# [WHAT NEEDS TO BE DONE]
Show every line of the listing below that contains the word "handrail".

# [EXTRACTED INFORMATION]

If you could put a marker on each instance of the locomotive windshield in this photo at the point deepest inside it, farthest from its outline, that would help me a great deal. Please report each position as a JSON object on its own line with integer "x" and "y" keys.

---

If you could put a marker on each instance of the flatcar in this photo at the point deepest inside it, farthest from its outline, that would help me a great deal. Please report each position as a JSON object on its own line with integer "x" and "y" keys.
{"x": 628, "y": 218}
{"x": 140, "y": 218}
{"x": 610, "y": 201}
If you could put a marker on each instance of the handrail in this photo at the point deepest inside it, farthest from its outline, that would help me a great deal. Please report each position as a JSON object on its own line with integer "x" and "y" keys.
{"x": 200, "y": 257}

# [WORKED SOLUTION]
If you could put a marker on each instance of the handrail in this photo at the point deepest inside it, farthest from its outline, that would help me a great deal. Please report each position as a JSON object on its own line with integer "x" and "y" keys.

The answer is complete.